* _Exercise_
Return nothing but the lines from the line containing "target | palm frond shadow" through the last line of the records, reproduced exactly.

##### Material for this exercise

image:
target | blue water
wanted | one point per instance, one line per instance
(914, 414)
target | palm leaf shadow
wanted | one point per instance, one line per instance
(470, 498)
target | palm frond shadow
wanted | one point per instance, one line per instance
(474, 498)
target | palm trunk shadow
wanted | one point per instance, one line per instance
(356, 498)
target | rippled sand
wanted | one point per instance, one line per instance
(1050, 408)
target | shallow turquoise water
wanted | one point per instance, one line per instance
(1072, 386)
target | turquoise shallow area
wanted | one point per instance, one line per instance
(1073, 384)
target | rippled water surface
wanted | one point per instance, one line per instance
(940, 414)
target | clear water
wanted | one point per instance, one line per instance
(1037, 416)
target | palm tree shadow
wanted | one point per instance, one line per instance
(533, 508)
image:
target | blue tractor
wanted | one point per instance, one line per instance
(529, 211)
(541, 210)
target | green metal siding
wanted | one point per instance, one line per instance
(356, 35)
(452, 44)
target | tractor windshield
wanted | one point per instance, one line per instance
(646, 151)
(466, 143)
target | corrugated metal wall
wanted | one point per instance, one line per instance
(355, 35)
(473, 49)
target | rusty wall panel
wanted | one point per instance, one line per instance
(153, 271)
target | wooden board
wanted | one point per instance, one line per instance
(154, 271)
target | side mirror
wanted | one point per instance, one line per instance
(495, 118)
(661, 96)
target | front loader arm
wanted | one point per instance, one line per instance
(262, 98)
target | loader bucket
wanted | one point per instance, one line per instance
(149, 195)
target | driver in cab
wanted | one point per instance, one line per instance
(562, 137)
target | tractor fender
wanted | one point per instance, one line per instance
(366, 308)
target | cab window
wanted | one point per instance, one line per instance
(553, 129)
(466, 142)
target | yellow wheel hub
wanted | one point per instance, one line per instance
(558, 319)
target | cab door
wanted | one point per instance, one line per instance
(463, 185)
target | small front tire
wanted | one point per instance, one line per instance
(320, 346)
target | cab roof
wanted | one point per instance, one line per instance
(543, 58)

##########

* _Full solution_
target | palm frond shadow
wanted | one point per instance, one line per instance
(474, 498)
target | palm trunk shadow
wanted | one point per instance, one line per instance
(356, 498)
target | rippled sand
wanted | one point per instance, one line per instance
(1050, 408)
target | shallow turquoise water
wanted | one point per instance, one line per instance
(1072, 386)
target | turquoise shallow area
wanted | one point per instance, one line per instance
(1073, 384)
target | rippled water surface
wanted | one point per instance, one line per instance
(940, 414)
target | clear water
wanted | one point per instance, one line per instance
(1037, 416)
target | palm tree shadow
wanted | one point per instance, one line per instance
(533, 508)
image:
target | blue tractor
wanted | one point per instance, one line per instance
(529, 211)
(541, 210)
target | green metal siding
wanted | one point per instance, one line per instance
(356, 35)
(452, 44)
target | tractor windshield
wanted | one point per instance, one line per instance
(646, 151)
(466, 143)
target | corrugated metal wall
wanted | one point per instance, one line per instance
(355, 35)
(473, 49)
target | rusty wall panel
wanted | one point per instance, one line per instance
(153, 271)
target | wooden board
wanted | one point per instance, one line per instance
(154, 271)
target | side mirror
wanted | one point per instance, one line per instance
(495, 118)
(661, 96)
target | front loader arm
wanted | one point per instance, one line per instance
(262, 98)
target | loader bucket
wanted | one point per instance, one line per instance
(149, 195)
target | driver in cab
wanted | one point per instance, one line per instance
(562, 137)
target | tractor fender
wanted | one point per instance, one line per instance
(366, 308)
target | cab window
wanted | one point per instance, one line per instance
(553, 129)
(466, 142)
target | yellow wheel hub
wanted | one point per instance, one line per instance
(558, 319)
target | cab door
wanted | one point per instance, one line per instance
(463, 185)
target | small front tire
wanted | one point per instance, one line per instance
(320, 346)
target | cab roof
wanted | one point per instance, one line per instance
(543, 58)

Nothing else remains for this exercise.